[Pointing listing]
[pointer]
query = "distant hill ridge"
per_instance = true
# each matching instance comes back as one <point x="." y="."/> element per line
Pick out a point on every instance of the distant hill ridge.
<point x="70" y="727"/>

■ INSTRUCTIONS TO FOLLOW
Reproduce every line of the listing above, requests included, and shift each x and y coordinate in the answers by -113.

■ RESULT OF THE TASK
[pointer]
query = "distant hill ridge"
per_instance = true
# each matching instance comes back as one <point x="." y="."/> element per line
Pick out a point on every instance of the distant hill ridge.
<point x="-43" y="614"/>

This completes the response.